▸ **Reading text**:
Hamlet might have discovered his regicide. Rozencrantz and Guildenstern say

that Hamlet was eager to ask questions, but not so eager to reply. “This is a

crafty madness,” said Guildenstern: they seem to realise that Hamlet has some

purpose to his madness, but they can’t figure out what it is.

Later in the scene, when Ophelia speaks with Hamlet as Claudius and Polonius

listen from behind the arras, Hamlet repeatedly commands her to go to a nunnery,

where she will never be able to marry. I think that this is partially to try

and protect her from the carnage that Hamlet must suspect will ensue when he

eventually takes his revenge, but it is of course interpreted as the ravings of

a madman. Ophelia says “O, what a noble mind is here o’erthrown! // The

courtier’s, soldier’s, scholar’s eye, tongue, sword… Blasted with ecstasy”,

showing that Hamlet has convinced her about his madness. However, Claudius now

regognises Hamlet’s method (”…what he spake, though it lacked form a little,

// Was not like madness.”). He recognises the danger and orders that Hamlet be

despatched to England, safely out of the way. He ends the scene by saying “It

shall be so; // Madness in great ones must not unwatched go”. Especially if you

happened to have killed their fathers and committed adultery with their wives

The next scene is the play’s performance. Hamlet has asked the players to alter

The Murder Of Gonzago slightly so it reflects the circumstances of his father’s

murder, to see Claudius’ reaction. Hamlet, true to form, acts oddly, this time

making suggestive comments to Ophelia. Both Hamlet and Horatio see the King’s

shocked reaction to the spoken play, and Hamlet at last decides he must take


Polonius tries the same trick as he did with Ophelia in the next scene, but this

time using Gertrude as bait. Hamlet comes to speak with her and scolds her

terribly, then hears Polonius behind the arras and kills him, thinking he was

Claudius. He then is angry that he didn’t kill the King, and he is so frenzied

that the ghost comes in to remind him not to harm his mother. When he starts

talking to the ghost his mother is finally convinced that he has lost his sanity,

and says “alas, he’s mad.” She must be quite frightened by this stage, with

Hamlet adamant that he saw a ghost. “This is the very coinage of your

brain;//This bodiless creation ecstasy // is very cunning in.” (madness is very

good at creating these apparitions), says his mother, who was the last person to

believe that Hamlet is mad. Hamlet replies:

“… It is not madness

That I have uttered; bring me to the test,

And I the matter will re-word which madness

Would gambol from.”

▸ **Task 1**:
In the essay on Hamlet, where does Claudius order Hamlet to be sent?
▸ **Task 2**:
Reproduce everything in the essay on Hamlet from "Hamlet might have" down to "what it is.".
▸ **Task 3**:
Write the next part of the essay on Hamlet, picking up after its final lines.

▸ **Dataset content**:
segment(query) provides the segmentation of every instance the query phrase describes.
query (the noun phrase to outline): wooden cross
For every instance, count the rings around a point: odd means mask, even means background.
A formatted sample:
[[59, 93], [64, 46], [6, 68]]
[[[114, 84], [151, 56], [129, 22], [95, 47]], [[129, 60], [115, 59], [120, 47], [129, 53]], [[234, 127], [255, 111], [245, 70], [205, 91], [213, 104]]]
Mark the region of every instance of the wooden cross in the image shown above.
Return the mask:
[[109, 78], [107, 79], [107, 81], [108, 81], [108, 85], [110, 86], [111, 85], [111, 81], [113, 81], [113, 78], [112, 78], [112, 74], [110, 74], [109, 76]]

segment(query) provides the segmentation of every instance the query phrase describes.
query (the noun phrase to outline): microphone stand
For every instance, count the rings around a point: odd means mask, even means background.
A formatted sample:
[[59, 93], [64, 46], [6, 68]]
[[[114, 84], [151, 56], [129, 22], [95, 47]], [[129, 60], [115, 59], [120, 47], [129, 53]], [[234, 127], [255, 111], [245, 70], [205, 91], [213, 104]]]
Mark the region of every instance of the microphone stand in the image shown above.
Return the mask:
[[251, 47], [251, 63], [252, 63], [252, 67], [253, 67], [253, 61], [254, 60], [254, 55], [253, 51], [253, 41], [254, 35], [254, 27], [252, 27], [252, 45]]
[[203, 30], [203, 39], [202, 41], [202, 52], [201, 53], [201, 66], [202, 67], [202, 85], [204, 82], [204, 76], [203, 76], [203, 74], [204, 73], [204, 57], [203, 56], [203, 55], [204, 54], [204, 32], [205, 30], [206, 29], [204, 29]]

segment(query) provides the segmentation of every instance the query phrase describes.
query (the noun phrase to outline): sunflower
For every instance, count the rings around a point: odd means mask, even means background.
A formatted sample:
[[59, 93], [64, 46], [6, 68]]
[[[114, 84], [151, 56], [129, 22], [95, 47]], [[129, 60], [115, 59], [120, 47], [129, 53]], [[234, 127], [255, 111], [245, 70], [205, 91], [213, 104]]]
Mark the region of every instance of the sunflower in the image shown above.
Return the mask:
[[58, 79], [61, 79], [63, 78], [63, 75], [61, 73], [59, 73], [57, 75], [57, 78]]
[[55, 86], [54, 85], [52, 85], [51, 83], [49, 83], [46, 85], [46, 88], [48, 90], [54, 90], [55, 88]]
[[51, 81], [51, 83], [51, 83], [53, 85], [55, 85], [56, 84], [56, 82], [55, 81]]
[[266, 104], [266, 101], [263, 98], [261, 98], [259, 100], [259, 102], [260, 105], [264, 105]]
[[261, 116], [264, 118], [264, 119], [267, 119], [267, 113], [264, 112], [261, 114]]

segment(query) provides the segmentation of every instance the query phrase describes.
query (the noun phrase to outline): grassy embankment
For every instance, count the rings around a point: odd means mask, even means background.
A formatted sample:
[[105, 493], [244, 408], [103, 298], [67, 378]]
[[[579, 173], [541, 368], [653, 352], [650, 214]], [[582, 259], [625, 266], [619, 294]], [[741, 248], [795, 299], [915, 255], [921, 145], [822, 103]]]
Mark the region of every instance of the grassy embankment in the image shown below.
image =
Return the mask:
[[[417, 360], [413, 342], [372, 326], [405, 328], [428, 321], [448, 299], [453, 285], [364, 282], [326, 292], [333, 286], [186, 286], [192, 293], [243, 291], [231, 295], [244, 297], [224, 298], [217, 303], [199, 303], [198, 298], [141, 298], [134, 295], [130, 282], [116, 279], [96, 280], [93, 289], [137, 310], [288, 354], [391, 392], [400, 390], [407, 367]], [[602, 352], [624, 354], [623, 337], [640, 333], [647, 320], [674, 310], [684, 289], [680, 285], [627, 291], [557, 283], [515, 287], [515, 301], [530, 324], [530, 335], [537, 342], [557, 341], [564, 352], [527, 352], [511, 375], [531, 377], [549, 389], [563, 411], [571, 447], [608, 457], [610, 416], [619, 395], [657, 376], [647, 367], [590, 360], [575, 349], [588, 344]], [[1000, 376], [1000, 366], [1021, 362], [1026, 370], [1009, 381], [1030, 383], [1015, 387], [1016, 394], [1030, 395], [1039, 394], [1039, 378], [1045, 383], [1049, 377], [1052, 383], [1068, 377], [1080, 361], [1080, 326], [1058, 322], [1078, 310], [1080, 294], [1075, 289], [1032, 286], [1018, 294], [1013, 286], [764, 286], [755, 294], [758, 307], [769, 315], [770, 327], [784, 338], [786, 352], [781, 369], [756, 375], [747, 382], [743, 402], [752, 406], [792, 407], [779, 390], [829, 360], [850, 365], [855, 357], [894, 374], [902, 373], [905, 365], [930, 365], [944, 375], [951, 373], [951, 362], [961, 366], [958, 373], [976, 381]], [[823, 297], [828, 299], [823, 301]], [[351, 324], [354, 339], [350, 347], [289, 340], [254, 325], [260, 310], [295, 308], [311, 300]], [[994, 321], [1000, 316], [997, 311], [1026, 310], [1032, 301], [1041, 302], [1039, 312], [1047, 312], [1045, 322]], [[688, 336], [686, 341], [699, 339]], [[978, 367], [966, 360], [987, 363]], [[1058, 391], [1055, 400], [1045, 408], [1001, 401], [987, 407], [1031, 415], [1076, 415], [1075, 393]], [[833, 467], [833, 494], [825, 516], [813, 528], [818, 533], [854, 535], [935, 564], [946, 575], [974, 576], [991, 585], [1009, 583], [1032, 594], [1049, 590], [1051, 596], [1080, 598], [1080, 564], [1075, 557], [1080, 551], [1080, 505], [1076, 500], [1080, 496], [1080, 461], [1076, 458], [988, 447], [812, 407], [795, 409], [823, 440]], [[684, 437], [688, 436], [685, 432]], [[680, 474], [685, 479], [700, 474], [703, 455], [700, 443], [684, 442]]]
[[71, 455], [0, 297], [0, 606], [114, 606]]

▸ **Exercise output 1**:
To England.

▸ **Exercise output 2**:
Hamlet might have discovered his regicide. Rozencrantz and Guildenstern say

that Hamlet was eager to ask questions, but not so eager to reply. “This is a

crafty madness,” said Guildenstern: they seem to realise that Hamlet has some

purpose to his madness, but they can’t figure out what it is.

▸ **Exercise output 3**:
He retorts that he cannot be mad, for he can repeat the substance of what has

taken place which madness would not. “…I essentially am not in madness, // but

mad in craft.” He tells Gertrude there about the antic disposition he has been

putting on, and she seems to believe him. However, when she reports back to the

King she says that “Hamlet in madness hath Polonius slain”, and that he is “mad

as the sea and wind”, although it could well be that she is just trying to

excuse him from his action and doesn’t really believe that he is mad. We then

learn of Ophelia’s descent into madness, then suicide.

The last evidence to consider is Hamlet and Laertes fight in Ophelia’s grave.

All the onlookers are shocked by the spectacle – “This is mere madness; // and

thus awhile the fit will work on him” His mother says, trying to protect him.

So is Hamlet mad? I think if you consider all the evidence, the only conclusion

one can safely come to is that he could not have been mad. Claudius was eager

to prove that Hamlet was mad in order to cast a shadow on any accusations of

foul play Hamlet might make, and Hamlet was eager to act as if he was mad in

order to get closer to Claudius so he could take his revenge for his father’s

murder, although he was not eager enough to take revenge when Claudius was

praying, which probably would have prevented all the carnage at the end, because

of his fascination with the afterlife and belief that Claudius would go straight

to heaven. But although Hamlet was full of grief for his father and anger

towards his uncle and mother, it was not enough to drive him to madness.

Hamlet’s is a thoughtful, calculating personality, not prone to rash acts, and I

think that this was the case here – he could not have been mad.